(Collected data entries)
________

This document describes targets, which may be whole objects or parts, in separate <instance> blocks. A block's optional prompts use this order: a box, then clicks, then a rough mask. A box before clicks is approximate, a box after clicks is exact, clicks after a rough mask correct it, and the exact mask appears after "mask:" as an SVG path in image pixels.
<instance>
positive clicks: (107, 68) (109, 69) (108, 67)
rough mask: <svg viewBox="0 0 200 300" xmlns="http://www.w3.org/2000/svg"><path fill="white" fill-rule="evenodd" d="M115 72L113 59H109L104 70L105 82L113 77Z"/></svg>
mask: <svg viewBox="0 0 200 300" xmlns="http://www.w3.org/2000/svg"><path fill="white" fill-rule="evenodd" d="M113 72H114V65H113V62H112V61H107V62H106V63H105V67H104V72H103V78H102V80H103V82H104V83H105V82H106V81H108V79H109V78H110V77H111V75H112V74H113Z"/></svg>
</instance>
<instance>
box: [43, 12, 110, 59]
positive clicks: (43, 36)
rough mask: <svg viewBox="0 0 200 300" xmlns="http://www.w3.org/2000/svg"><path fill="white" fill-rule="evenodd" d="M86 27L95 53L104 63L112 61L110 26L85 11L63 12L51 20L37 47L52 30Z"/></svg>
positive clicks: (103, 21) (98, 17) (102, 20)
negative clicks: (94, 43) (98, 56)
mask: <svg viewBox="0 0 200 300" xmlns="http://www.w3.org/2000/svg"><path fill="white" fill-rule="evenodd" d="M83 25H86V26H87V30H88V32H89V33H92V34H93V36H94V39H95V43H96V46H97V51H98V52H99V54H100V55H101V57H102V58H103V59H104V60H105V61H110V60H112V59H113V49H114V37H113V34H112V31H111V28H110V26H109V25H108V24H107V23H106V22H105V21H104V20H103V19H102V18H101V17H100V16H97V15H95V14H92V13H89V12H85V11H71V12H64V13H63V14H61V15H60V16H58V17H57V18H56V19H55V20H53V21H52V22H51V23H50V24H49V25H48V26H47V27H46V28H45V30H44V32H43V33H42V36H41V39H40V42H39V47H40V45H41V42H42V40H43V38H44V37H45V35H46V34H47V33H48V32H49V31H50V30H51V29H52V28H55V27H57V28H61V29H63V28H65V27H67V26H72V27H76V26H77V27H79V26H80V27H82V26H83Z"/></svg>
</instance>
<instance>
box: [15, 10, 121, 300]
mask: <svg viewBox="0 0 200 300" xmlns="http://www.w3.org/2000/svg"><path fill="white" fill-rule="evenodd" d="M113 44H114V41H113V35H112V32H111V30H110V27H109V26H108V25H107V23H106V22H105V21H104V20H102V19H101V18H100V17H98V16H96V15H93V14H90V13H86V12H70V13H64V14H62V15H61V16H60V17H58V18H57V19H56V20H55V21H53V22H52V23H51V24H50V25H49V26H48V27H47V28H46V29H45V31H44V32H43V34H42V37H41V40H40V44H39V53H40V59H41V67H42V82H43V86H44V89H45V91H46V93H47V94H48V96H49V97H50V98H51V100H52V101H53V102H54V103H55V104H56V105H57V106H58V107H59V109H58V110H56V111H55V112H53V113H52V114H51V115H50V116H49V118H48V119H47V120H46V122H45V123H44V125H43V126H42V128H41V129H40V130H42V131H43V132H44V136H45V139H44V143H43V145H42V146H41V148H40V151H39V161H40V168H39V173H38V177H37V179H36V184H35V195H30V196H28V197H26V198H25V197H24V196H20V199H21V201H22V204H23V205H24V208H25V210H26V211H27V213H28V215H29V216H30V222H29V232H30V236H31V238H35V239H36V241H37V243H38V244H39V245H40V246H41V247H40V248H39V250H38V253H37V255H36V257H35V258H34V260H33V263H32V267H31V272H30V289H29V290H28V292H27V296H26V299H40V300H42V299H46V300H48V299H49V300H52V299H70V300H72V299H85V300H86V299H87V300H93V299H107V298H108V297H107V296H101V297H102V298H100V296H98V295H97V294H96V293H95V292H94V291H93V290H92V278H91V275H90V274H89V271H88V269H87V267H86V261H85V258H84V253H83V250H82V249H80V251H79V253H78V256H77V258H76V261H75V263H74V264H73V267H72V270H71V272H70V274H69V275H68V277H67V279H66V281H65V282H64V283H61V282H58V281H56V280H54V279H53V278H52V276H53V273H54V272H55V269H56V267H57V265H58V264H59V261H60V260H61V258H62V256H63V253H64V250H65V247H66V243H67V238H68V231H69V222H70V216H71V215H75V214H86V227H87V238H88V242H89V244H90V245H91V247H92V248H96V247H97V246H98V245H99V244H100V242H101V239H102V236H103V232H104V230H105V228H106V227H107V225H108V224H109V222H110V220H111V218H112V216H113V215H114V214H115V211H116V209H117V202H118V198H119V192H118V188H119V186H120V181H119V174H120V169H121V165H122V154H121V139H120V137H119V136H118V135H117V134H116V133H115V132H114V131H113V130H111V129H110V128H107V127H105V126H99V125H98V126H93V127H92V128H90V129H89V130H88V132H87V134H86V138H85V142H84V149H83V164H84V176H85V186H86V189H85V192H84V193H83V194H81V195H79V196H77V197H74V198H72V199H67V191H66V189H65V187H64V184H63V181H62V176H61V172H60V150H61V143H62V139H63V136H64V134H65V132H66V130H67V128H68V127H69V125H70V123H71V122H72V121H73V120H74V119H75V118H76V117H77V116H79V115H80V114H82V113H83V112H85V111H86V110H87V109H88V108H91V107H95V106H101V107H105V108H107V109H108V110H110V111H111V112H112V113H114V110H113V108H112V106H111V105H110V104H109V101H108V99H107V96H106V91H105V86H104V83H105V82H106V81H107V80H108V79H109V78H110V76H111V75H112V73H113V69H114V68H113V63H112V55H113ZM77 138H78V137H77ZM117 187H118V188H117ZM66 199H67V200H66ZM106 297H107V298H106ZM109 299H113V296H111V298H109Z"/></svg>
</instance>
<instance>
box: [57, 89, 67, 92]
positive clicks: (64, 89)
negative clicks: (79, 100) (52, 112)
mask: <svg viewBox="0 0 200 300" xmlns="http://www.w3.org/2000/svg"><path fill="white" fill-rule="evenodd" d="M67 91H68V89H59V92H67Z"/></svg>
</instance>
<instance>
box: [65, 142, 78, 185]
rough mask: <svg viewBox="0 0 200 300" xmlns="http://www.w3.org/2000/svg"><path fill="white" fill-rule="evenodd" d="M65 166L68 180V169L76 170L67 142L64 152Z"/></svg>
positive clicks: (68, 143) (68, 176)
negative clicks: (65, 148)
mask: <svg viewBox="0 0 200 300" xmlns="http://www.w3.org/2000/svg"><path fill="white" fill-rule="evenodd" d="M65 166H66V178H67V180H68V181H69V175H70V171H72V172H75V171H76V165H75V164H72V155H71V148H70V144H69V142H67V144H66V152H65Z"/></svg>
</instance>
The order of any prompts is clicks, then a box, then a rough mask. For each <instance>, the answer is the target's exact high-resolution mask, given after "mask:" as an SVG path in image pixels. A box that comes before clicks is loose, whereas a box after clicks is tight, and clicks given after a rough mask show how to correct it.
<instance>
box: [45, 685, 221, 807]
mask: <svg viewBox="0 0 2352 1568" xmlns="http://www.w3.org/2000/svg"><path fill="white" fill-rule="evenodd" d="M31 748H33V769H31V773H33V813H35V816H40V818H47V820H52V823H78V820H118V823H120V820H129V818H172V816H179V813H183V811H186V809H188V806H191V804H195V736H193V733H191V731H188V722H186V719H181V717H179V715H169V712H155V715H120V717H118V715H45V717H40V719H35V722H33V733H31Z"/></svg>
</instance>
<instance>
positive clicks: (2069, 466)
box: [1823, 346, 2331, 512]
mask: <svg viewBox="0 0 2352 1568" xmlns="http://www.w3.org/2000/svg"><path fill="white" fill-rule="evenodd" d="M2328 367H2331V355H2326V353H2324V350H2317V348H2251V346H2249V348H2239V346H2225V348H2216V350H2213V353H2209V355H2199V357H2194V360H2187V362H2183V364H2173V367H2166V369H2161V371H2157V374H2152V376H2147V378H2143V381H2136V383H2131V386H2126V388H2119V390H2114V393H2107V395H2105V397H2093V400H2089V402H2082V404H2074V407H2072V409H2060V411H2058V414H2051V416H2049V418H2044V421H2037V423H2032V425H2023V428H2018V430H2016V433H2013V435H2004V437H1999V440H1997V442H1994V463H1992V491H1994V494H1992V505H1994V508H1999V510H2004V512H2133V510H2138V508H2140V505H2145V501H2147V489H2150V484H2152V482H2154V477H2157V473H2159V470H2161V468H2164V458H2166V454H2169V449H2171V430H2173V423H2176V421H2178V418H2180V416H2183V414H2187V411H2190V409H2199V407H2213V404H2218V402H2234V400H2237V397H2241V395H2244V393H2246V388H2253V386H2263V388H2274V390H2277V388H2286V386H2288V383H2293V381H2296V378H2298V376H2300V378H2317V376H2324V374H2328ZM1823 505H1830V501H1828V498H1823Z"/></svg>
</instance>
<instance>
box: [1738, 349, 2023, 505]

________

**Brief**
Reproduce each line above that contains "before".

**Problem solution**
This document describes targets, which may be whole objects or parts, in separate <instance> blocks. A block's optional prompts use this order: a box, then clicks, then a rough mask. A box before clicks is approximate, a box after clicks is exact, clicks after a rough mask correct it, and the exact mask appears after "mask:" as an SVG path in image pixels.
The order of any prompts is clicks, then a box, then a rough mask. For each <instance>, the answer is the target's exact high-resolution mask, given after "mask:" as an SVG path in image pixels. A box that comes before clicks is loose, whereas a box after clicks is tight, and clicks given after a rough mask show how to correct it.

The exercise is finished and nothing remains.